• Exercise directions: Make an exact copy of every entry below, with the pictures left out.

• Records for this exercise:
....

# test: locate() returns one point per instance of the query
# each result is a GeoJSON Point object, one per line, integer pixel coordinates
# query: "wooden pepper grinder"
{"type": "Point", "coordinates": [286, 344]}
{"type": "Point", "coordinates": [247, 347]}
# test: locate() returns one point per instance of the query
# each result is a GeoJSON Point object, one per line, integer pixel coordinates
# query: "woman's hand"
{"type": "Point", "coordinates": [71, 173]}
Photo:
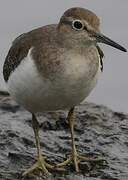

....

• Response area:
# test: locate() returns one point per instance of the query
# each result is a GeoJSON Point object, one per line, integer pixel coordinates
# query: "wooden pepper grinder"
{"type": "Point", "coordinates": [286, 344]}
{"type": "Point", "coordinates": [247, 347]}
# test: locate() returns one point per instance of the query
# each result is a GeoJSON Point object, one per line, integer pixel coordinates
# query: "woman's hand"
{"type": "Point", "coordinates": [71, 173]}
Photo:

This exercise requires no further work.